BRIEF A
Give the records again from the line holding "Each instance receives one point. Mark the submerged" through the end of the records, inclusive, switching "fishing rod" to "fly rod" and leaving all else unchanged.

The demo bike was a SuperSix Team 2. Two have comparisons as close as possible, I used my original pedals, seat post, seat and wheels (Ksyrium ES)/tires (Conti GP4000). 
I rode my SystemSix to the LBS, got the parts swapped over and rode away from the LBS about 30 mins later. Within about 50 yards out of the LBS, I could already tell the SuperSix felt noticeably different. I expected the ride to be noticeably more compliant with a slight loss of pedaling efficiency/directness. However, after three 15 mile rides so far with varying surfaces, hills, etc, I was surprised that my expectations were actually off!

Ride – over some grainy tarmac, the ride is slightly more compliant but not as noticeable as going from a 21mm to a 25mm tire.

Pedalling efficiency – this is where I was pleasantly surprised. The SuperSix (at least for me), is much more direct in putting down power. About as much difference as going from my CAAD4 to SystemSix. In the last 2 days, I’ve been feeling like I’ve suddenly gotten a bit stronger. Pedaling the SystemSix feels much more damped than the SuperSix. Taking a closer look at the bottom bracket area and the chain stays could explain why this is the case. The bottom bracket looks much more substantial than the SystemSix. Without the mechanical linkage of the SystemSix, I suspect the SuperSix’s rigidity between the bottom bracket and the headtube is probably substantially better – leading to the better pedaling feel.

SRAM vs DA – getting used to the SRAM shift-action was very easy – got used to it by the time I made the first turn. While this bike only had the SRAM Force, it shifted the rear and front more crisply though not as smoothly as the DA setup. That said, I’m not sure how much fine tuning could still be done to make the SRAM Force shift better. Also, using a DA rear cassette with a SRAM Force setup may not be as good as using a SRAM rear cassette.

Overall, I like the SuperSix despite being surprised against my original expectations. I think if I wanted to get a bike for a more compliant ride, the Synapse would be the way to go. However, I am very attracted to and impressed by the efficiency improvement and pedaling feel. The minor ride improvement is a bonus though not compelling enough on its own.

Records from a data source:
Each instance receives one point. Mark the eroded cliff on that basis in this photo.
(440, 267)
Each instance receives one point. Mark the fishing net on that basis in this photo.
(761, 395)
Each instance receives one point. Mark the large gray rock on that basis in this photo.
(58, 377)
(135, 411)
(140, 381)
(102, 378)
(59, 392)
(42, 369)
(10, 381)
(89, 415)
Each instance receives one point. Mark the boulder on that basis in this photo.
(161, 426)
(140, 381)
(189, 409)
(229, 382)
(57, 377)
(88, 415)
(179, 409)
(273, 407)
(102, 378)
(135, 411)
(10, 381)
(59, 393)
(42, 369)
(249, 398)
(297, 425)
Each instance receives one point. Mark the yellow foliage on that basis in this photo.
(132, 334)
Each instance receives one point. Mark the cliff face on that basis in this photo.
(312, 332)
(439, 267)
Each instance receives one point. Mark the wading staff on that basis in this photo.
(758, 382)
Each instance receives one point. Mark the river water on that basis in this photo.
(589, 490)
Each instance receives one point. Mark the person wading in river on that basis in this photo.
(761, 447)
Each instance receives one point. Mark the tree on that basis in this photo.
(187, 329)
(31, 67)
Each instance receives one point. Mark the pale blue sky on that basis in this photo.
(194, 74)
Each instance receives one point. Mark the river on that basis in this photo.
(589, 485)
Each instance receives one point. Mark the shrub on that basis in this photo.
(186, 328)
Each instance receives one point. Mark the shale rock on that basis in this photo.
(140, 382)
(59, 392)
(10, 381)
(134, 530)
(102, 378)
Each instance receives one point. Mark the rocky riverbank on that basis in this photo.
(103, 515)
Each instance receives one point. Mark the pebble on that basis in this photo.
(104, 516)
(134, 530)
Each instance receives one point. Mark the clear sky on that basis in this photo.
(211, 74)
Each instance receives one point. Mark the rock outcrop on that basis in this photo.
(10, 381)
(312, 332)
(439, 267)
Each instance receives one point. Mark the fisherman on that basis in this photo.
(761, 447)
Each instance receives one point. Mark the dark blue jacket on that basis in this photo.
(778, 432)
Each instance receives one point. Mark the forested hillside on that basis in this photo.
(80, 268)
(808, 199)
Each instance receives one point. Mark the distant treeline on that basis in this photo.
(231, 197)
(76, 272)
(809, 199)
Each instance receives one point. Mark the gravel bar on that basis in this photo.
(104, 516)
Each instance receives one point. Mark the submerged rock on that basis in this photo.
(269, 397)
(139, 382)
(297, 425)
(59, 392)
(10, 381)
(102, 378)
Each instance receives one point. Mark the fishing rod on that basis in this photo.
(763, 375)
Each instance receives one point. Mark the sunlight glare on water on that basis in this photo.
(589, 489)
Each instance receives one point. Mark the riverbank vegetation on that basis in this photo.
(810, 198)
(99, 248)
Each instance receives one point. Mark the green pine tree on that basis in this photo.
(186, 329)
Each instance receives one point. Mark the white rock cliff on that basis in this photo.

BRIEF B
Carry on the bike review comparing the SuperSix and the SystemSix from where it ends.

EXERCISE ANSWER A
Each instance receives one point. Mark the submerged rock on that basis in this photo.
(269, 397)
(139, 382)
(297, 425)
(59, 392)
(10, 381)
(102, 378)
Each instance receives one point. Mark the fly rod on that basis in this photo.
(763, 375)
Each instance receives one point. Mark the sunlight glare on water on that basis in this photo.
(589, 489)
Each instance receives one point. Mark the riverbank vegetation on that basis in this photo.
(810, 198)
(99, 248)
Each instance receives one point. Mark the green pine tree on that basis in this photo.
(186, 329)
Each instance receives one point. Mark the white rock cliff on that basis in this photo.

EXERCISE ANSWER B
My decision: Ideally, I’d like to get the UK market version with SRAM Red but we can’t. The SuperSix Ultimate is a bit overkill besides the tubular tires not being practical for my purposes and a bit over my budget. So, I’m going to have my LBS build:

50cm SuperSix in WHITE! (originally, I was thinking Black/Silver but it's too close to the SystemSix)
Cannondale Si SL Crank (in black)
Control Tech Scored 99 Scandium Stem (I just realized the "99" is referring to the weight in grams)
SRAM Red Brakes, Shifters, RD, FD
ZIPP SL Handlebar
Fizik Arione CX Carbon w/Braided Rail
USE Cyclops seatpost
KMC SL chain
Mavic R-SYS wheels (for now)
XPEDO RF-S1R pedals - 160g/pair! (for now)


----------



## STARNUT (Jun 19, 2005)

where are you?

If you in the US there are few parts on there that will have you waiting for a bit. Manily the cranks and the bars.

For what its worth I'm building a very similar super.

Starnut


----------



## s2ktaxi (Jul 11, 2006)

I am aware of the wait - mine won't be complete till at least mid April...

I'm in WA. What I'm trying to do is figure out how I can get the frame trade-in price. Almost worth it to buy a $500 cannondale just to get the $750 discount


----------



## MaestroXC (Sep 15, 2005)

STARNUT said:


> where are you?
> 
> If you in the US there are few parts on there that will have you waiting for a bit. Manily the cranks and the bars.
> 
> ...


For yourself? And, I know this was asked over at WW, but did you end up getting a weight for a 58cm Super Six frame?


----------



## STARNUT (Jun 19, 2005)

yes sir for me  its still in the top secert phase. We just got the artwork back a few weeks ago. Custom baby! Think............new R3 :idea: 

1143.4 grams for a 58 (hanger and cage bolts only! no bearings or seatpost clamp) and 356.3 grams on an uncut fork.

Starnut


----------



## stwok (Mar 15, 2007)

s2ktaxi said:


> I am aware of the wait - mine won't be complete till at least mid April...


Post pictures when your finished!!

The Mavics are not very arodynamic, expensive and fragile. 

Have you ever considered a custom build?
Here's a link to a custom builder and a build example.

Velocity Aerohead rims
White Industries H2 hubs
SAPIM CX Ray bladed spokes 

1420 grams
$665.00


----------



## s2ktaxi (Jul 11, 2006)

STARNUT said:


> yes sir for me  its still in the top secert phase. We just got the artwork back a few weeks ago. Custom baby! Think............new R3 :idea:
> 
> 1143.4 grams for a 58 (hanger and cage bolts only! no bearings or seatpost clamp) and 356.3 grams on an uncut fork.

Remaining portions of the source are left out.